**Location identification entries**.
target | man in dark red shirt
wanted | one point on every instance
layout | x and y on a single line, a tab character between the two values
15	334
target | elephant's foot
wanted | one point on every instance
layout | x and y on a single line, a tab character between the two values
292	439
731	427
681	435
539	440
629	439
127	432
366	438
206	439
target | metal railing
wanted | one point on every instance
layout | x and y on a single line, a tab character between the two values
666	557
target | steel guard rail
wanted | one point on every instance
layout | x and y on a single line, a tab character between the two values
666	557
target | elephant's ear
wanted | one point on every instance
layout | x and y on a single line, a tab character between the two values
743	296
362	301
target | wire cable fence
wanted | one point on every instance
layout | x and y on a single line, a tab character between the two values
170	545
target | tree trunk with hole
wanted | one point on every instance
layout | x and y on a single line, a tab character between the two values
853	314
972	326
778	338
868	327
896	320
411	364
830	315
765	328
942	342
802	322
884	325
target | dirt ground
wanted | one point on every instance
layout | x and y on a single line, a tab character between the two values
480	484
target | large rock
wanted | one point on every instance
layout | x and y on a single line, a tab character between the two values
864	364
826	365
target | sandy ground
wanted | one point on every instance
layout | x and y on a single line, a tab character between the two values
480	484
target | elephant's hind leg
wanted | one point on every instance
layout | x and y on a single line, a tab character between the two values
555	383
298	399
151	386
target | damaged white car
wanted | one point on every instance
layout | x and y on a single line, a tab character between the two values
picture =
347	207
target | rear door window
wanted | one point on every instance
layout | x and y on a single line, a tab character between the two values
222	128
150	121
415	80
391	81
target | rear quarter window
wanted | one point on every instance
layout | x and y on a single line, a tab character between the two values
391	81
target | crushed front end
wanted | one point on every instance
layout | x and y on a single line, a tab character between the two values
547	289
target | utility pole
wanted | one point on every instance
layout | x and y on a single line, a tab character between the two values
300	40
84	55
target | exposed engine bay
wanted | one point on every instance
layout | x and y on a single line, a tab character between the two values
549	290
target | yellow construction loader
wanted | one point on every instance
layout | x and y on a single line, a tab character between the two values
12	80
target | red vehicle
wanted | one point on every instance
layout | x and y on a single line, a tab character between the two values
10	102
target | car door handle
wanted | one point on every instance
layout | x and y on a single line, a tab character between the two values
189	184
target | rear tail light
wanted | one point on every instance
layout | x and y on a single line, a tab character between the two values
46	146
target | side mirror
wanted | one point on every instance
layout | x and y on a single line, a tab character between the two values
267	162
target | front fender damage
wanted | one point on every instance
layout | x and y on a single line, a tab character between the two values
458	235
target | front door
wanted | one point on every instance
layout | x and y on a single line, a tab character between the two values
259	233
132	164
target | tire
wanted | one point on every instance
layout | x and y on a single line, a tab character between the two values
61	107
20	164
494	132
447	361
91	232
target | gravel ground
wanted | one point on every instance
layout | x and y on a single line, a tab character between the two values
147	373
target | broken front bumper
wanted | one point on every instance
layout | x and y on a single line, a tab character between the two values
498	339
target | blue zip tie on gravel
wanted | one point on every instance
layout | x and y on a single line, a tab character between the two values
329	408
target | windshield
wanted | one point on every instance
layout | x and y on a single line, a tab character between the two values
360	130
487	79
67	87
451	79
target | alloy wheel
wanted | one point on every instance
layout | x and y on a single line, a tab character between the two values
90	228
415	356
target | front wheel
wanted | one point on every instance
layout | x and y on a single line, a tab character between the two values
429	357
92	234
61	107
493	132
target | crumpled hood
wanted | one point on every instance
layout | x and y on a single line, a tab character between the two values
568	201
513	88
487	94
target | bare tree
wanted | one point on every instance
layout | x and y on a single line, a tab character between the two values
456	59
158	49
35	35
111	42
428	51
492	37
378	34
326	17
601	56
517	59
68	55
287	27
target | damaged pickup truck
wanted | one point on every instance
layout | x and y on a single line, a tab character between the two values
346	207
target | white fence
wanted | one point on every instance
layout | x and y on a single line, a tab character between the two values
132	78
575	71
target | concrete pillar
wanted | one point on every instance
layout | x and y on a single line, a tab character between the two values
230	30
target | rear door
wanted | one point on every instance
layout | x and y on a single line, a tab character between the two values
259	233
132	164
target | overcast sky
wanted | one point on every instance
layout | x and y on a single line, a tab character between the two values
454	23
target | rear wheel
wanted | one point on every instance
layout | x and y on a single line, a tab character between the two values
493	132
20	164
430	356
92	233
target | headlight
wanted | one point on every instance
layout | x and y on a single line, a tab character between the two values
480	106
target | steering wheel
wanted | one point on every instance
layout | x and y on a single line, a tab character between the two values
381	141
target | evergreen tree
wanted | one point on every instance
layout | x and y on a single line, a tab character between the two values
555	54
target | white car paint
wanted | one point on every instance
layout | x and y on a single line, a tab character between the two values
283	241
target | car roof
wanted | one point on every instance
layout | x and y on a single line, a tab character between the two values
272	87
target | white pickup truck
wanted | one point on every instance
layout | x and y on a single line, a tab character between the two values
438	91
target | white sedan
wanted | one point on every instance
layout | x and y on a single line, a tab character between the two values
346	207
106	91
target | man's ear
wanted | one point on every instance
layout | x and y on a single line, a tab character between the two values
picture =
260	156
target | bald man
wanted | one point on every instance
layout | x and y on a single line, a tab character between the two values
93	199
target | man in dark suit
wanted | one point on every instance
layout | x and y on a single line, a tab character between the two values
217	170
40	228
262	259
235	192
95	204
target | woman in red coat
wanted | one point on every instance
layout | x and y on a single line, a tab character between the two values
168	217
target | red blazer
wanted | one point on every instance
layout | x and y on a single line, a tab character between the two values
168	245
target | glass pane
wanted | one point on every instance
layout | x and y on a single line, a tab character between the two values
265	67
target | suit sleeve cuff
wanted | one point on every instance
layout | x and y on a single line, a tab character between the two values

**TASK REQUIREMENTS**.
Copy out every line of the data above, exactly as given.

**WRITTEN SOLUTION**.
target | man in dark red shirt
wanted | one point on every instance
layout | x and y on a single line, a tab character between the two values
15	334
target | elephant's foot
wanted | one point on every instance
layout | x and y on a single line, a tab character between the two values
292	439
731	427
681	435
539	440
629	439
127	432
366	438
206	439
target | metal railing
wanted | one point on every instance
layout | x and y on a single line, a tab character between the two values
666	557
target | steel guard rail
wanted | one point on every instance
layout | x and y on a single line, a tab character between the two values
666	557
target | elephant's ear
wanted | one point on every instance
layout | x and y on a single line, a tab character between the two values
743	296
362	301
target | wire cable fence
wanted | one point on every instance
layout | x and y on a single line, a tab character between the two values
170	545
target | tree trunk with hole
wanted | one point on every instance
layout | x and y on a single line, a tab character between the two values
853	314
972	326
778	338
868	327
896	320
411	364
830	315
765	328
942	342
802	322
884	325
target | dirt ground
wanted | one point on every instance
layout | x and y on a single line, a tab character between the two values
480	484
target | large rock
wanted | one point on every instance
layout | x and y on a single line, a tab character between the two values
864	364
826	365
target | sandy ground
wanted | one point on every instance
layout | x and y on a single line, a tab character between the two values
480	484
target | elephant's hind leg
wanted | one point on every instance
layout | x and y on a single line, a tab character between the two values
555	383
298	399
151	386
target | damaged white car
wanted | one point on every instance
layout | x and y on a single line, a tab character between the two values
picture =
347	207
target | rear door window
wanted | one point on every instance
layout | x and y on a single line, a tab character between the two values
222	128
150	121
415	80
391	81
target | rear quarter window
wanted | one point on every instance
layout | x and y on a single line, a tab character between the two values
391	81
target | crushed front end
wanted | one point on every instance
layout | x and y on a single line, a tab character between the two values
547	289
target | utility pole
wanted | one point on every instance
layout | x and y on a single line, a tab character between the two values
300	40
84	55
target | exposed engine bay
wanted | one point on every instance
layout | x and y on a single line, a tab character between the two values
549	290
target | yellow construction loader
wanted | one point on every instance
layout | x and y on a single line, a tab character between the two values
12	80
target | red vehicle
wanted | one point on every instance
layout | x and y on a single line, a tab character between the two values
10	102
target | car door handle
wanted | one point on every instance
layout | x and y on a single line, a tab character between the two values
189	184
target | rear tail light
wanted | one point on every instance
layout | x and y on a single line, a tab character between the two values
46	146
target | side mirror
wanted | one point on every instance
layout | x and y on a single line, a tab character between the two values
267	162
target | front fender damage
wanted | one point on every instance
layout | x and y on a single line, a tab character between the two values
458	235
target | front door
wanted | one point on every instance
layout | x and y on a single line, a tab character between the two values
259	233
132	164
target | tire
wanted | one point on every instance
layout | x and y on a single line, a tab character between the two values
61	107
20	164
494	132
447	361
91	232
target | gravel ground
wanted | one point on every instance
layout | x and y on a single line, a tab character between the two values
147	373
target | broken front bumper
wanted | one point on every instance
layout | x and y on a single line, a tab character between the two values
498	339
target | blue zip tie on gravel
wanted | one point on every instance
layout | x and y on a single line, a tab character between the two values
329	408
target | windshield
wanted | one point on every instance
layout | x and y on a single line, a tab character between the two values
360	130
487	79
67	87
451	79
target | alloy wheel
wanted | one point on every instance
layout | x and y on a single line, a tab character between the two values
90	228
415	356
target | front wheel
wanted | one point on every instance
layout | x and y on a single line, a tab character between the two values
429	357
92	234
61	107
493	132
target | crumpled hood
wanted | one point on every instance
layout | x and y on a single line, a tab character between the two values
568	201
513	88
487	94
target | bare tree
wanted | one point on every instance
layout | x and y on a single line, a tab character between the two values
456	59
158	49
35	35
111	42
428	51
492	37
378	34
326	17
601	56
517	59
68	55
287	27
target | damaged pickup truck
wanted | one point on every instance
layout | x and y on a single line, a tab character between the two values
346	207
target | white fence
wanted | one point on every instance
layout | x and y on a single line, a tab character between the two values
132	78
575	71
target | concrete pillar
wanted | one point on every instance
layout | x and y on a single line, a tab character between the two values
230	30
target | rear door
wanted | one point on every instance
layout | x and y on a single line, a tab character between the two values
259	233
132	164
target | overcast sky
wanted | one point on every instance
layout | x and y on a single line, a tab character between the two values
454	23
target | rear wheel
wanted | one point on every instance
layout | x and y on a single line, a tab character between the two values
493	132
20	164
430	356
92	233
target | headlight
wanted | one point on every instance
layout | x and y on a single line, a tab character between the two values
480	106
target | steering wheel
wanted | one point on every instance
layout | x and y on a single line, a tab character between the two values
381	141
target | evergreen tree
wanted | one point on every instance
layout | x and y on a single line, a tab character between the two values
555	54
target | white car paint
wanted | one point on every instance
layout | x and y on a single line, a tab character between the two values
283	241
target | car roof
wanted | one point on every instance
layout | x and y on a single line, a tab character between the two values
272	87
target | white pickup truck
wanted | one point on every instance
layout | x and y on a single line, a tab character between the two values
438	91
target | white sedan
wanted | one point on every instance
layout | x and y on a single line, a tab character between the two values
346	207
106	91
target | man's ear
wanted | one point on every instance
layout | x and y on a single line, a tab character between the two values
picture =
260	156
target | bald man
wanted | one point on every instance
layout | x and y on a single line, a tab character between the two values
93	199
target | man in dark suit
wanted | one point on every instance
layout | x and y on a single line, a tab character between the two values
217	170
40	228
262	259
235	192
95	204
target | woman in red coat
wanted | one point on every instance
layout | x and y on a single line, a tab character between the two values
168	217
target | red blazer
wanted | one point on every instance
layout | x and y on a single line, a tab character between the two values
168	245
target | glass pane
wanted | one point on every instance
layout | x and y on a single line, a tab character between the two values
265	67
target | suit sleeve cuff
wanted | one point on every instance
layout | x and y on a single line, a tab character between the two values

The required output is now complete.